### Alıntılanan Metin:
■ ■ ■ ■

Geçen hafta üzerinde 6 aylık bir emeğin mahsülü bir çalışmayı akademinin gündemine sunduk. ‘Akademik Yükselme Yönetmelikleri Kariyer mi, Bariyer mi!...’ başlığında hazırladığımız raporun yayınlanması ile büyük bir tartışma başladı.
Raporda altı çizilen ilk husus, yönetmeliğin akademisyenlerin katkısı olmaksızın hazırlandığı idi. Akademisyenler ilgili yönetmeliklerden yayınlandıktan sonra haberdar olduklarını ifade ettiler.
İkinci husus, yönetmeliklerde bilim alanı farklılıkların dikkate alınmadığına dair idi.
Raporda akademisyenlerin ifade ettiği bir diğer husus ise uyum için yeterli zamanın verilmediği idi.
100’den fazla her unvandan akademisyenin bu raporda sistematize ettiği görüşleri yükseköğretim politika yapıcıları dikkate almalıdır.
Son bir husus da, ilgili yönetmelikler araştırmacı yeterliliklerini ölçmeye çalışırken öğretim yeterliliklerini ölçmeye yönelik bir düzenleme içermemektedir. Mevcut mevzuat araştırmacı yeterlilikleri yayın merkezli ölçmeye çalışmaktadır.
Akademisyenlerimiz yaptığı yayınları, ulusal/uluslararası akademik dergilerde yayınlatmaya çalışmaktadır. Bu yayınların sayısı, derginin prestiji ve yayına yapılan atıf üzerinden bir puanlama sistemi geliştirilmektedir. Akademisyen de bu puanlar üzerinden nitelikli/niteliksiz akademisyen olarak etiketlenmekte, doktor öğretim üyesi, doçent, profesör unvanlarını almaktadır. Dahası üniversitelerde bu etiketlenmeden payını almakta, bu puanlama üzerinden üniversite sıralamalarında yerini almaktadır. Bu sistem ile yayıncı para, akademisyen unvan kazanmakta, üniversite ise akademik sıralamalarda yukarılara çıkmaktadır. Türkiye dışında herkes kazanmaktadır.
Tekrar söyleyelim;
Akademisyenler suçlu değildir. Hatta gerçek akademisyenler bu sistemin mağdurudur.

■ ■ ■ ■

### Satırlar:
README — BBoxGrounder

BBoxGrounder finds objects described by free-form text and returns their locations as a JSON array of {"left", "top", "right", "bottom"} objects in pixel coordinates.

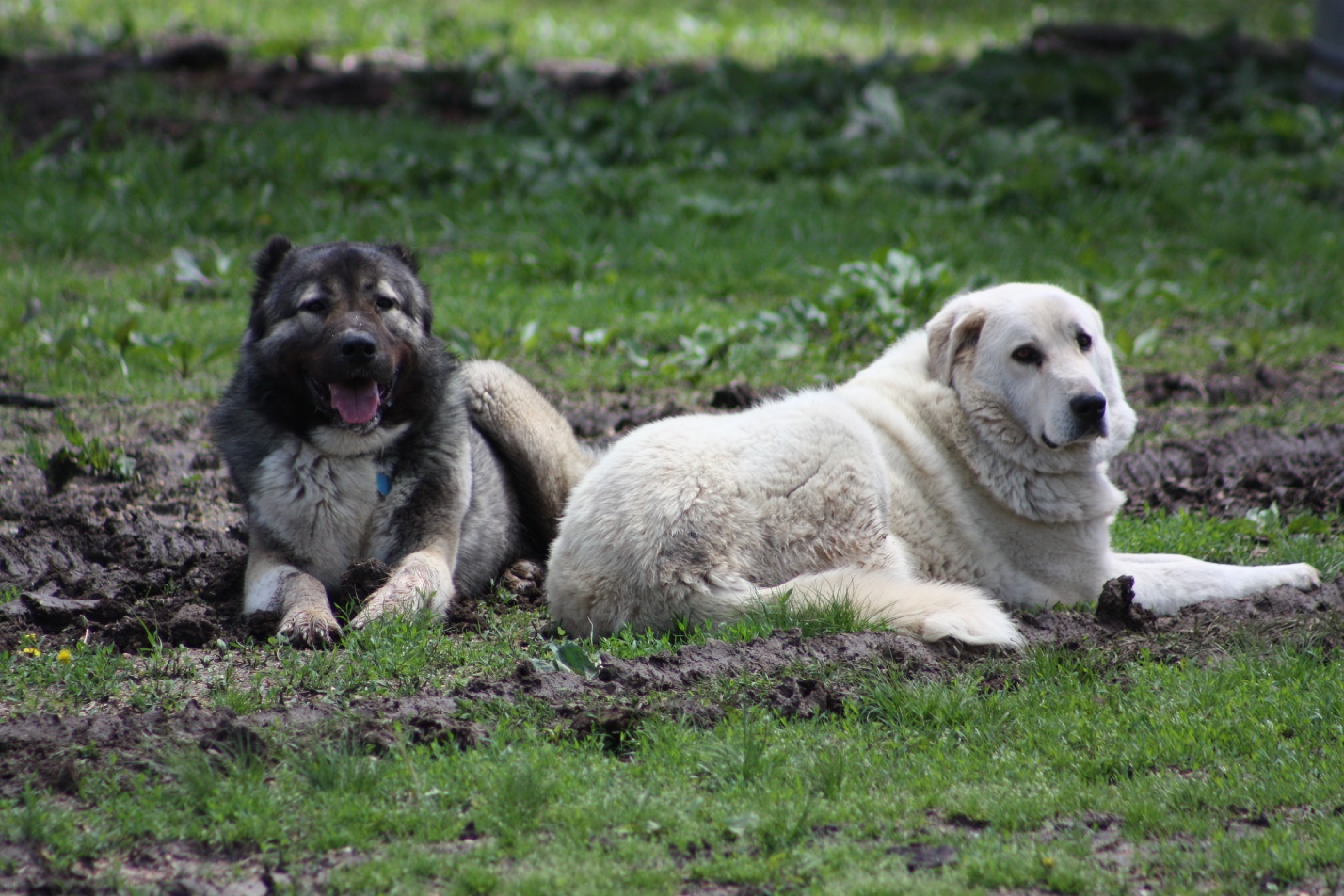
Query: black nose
[
  {"left": 340, "top": 333, "right": 377, "bottom": 361},
  {"left": 1068, "top": 395, "right": 1106, "bottom": 424}
]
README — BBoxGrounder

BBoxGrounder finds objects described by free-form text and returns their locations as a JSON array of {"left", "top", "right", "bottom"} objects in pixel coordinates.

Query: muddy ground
[{"left": 0, "top": 356, "right": 1344, "bottom": 892}]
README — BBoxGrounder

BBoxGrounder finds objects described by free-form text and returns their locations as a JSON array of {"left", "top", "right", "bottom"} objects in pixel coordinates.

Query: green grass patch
[{"left": 0, "top": 633, "right": 1344, "bottom": 893}]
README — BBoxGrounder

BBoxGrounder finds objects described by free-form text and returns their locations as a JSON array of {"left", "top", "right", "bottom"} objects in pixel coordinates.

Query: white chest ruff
[{"left": 250, "top": 438, "right": 387, "bottom": 588}]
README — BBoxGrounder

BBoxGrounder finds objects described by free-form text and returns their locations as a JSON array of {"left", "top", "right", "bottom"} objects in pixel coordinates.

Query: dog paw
[
  {"left": 276, "top": 607, "right": 340, "bottom": 648},
  {"left": 349, "top": 573, "right": 437, "bottom": 629},
  {"left": 499, "top": 560, "right": 546, "bottom": 603}
]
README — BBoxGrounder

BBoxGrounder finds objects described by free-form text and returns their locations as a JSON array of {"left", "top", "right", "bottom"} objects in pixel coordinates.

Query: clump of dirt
[{"left": 1096, "top": 575, "right": 1158, "bottom": 632}]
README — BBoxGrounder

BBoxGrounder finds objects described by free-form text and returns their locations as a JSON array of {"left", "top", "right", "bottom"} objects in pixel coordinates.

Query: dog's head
[
  {"left": 243, "top": 236, "right": 440, "bottom": 433},
  {"left": 927, "top": 283, "right": 1136, "bottom": 469}
]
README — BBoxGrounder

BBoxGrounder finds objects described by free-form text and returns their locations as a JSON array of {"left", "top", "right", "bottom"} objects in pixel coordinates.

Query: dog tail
[
  {"left": 756, "top": 567, "right": 1024, "bottom": 648},
  {"left": 462, "top": 361, "right": 596, "bottom": 547}
]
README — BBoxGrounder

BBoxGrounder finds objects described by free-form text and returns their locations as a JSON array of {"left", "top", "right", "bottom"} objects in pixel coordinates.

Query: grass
[
  {"left": 0, "top": 0, "right": 1310, "bottom": 63},
  {"left": 8, "top": 620, "right": 1344, "bottom": 893},
  {"left": 0, "top": 0, "right": 1344, "bottom": 893}
]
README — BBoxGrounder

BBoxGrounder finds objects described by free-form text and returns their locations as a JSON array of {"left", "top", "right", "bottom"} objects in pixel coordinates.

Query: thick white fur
[{"left": 547, "top": 283, "right": 1319, "bottom": 645}]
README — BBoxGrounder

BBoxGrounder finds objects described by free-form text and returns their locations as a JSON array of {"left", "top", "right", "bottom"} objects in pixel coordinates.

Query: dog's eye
[{"left": 1012, "top": 345, "right": 1046, "bottom": 364}]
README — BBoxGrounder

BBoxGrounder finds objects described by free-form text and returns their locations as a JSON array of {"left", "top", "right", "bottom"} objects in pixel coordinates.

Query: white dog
[{"left": 547, "top": 283, "right": 1319, "bottom": 645}]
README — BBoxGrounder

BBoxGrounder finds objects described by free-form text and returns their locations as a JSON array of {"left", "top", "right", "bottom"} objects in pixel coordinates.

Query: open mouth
[{"left": 308, "top": 376, "right": 396, "bottom": 425}]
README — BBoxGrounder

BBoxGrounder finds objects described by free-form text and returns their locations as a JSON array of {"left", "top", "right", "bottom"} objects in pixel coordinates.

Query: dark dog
[{"left": 211, "top": 236, "right": 588, "bottom": 644}]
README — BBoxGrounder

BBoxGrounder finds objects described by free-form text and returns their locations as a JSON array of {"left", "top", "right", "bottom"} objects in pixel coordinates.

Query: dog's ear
[
  {"left": 248, "top": 236, "right": 295, "bottom": 339},
  {"left": 927, "top": 302, "right": 986, "bottom": 386},
  {"left": 377, "top": 243, "right": 420, "bottom": 274},
  {"left": 252, "top": 236, "right": 295, "bottom": 308}
]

■ ■ ■ ■

### Görev Ayrıntıları:
Akademik yükselme yönetmelikleri üzerine hazırlanan raporu konu alan metni, son cümlesinden sonra devam ettiriniz. Öğeler, metinle ilgisi olmayan başka bir kaynaktan alınmıştır.

### Yanıt:
Suç, bu sistemi tasarlayanlarındır, bu çerçeveyi çizenlerindir.
Bizim eleştirilerimiz, daha doğrusu akademisyenlerin rahatsızlıklarını ifade edişimiz Akademik Klanları rahatsız etti. Bizim açıklamalarımızı maniple etmek için akademik yükselmeyi kolaylaştırmaya çalıştığımız iddiasını seslendirmektedirler. Bu iddia doğru değildir. Bizim talebimiz;
Akademik yükselmenin zorlaştırılmamasıdır. Bizim talebimiz yükseköğretimde stratejik bir vizyon dizaynı ve paradigma değişikliğidir. Diyoruz ki;
Üniversite toplumsal değişimin bir bileşeni olarak büyük bir değişim içinde. Birbirini içeren ve bazen de aşan 3 hatta 4 model üzerinden üniversitedeki değişimin tasnifi mümkün.
Üniversite 1.0: İlk üniversiteler eğitim-öğretim amacı ile kuruldu. Halen hem ülkemizde hem de dünya da hakim üniversite modeli/fonksiyonudur.
Üniversite 2.0: 1800’lü yıllarda Humbolt, Berlin Üniversitesi’nde laboratuvarı, araştırmayı üniversiteye soktu. Bu model ile araştırma, üniversitede hayat buldu.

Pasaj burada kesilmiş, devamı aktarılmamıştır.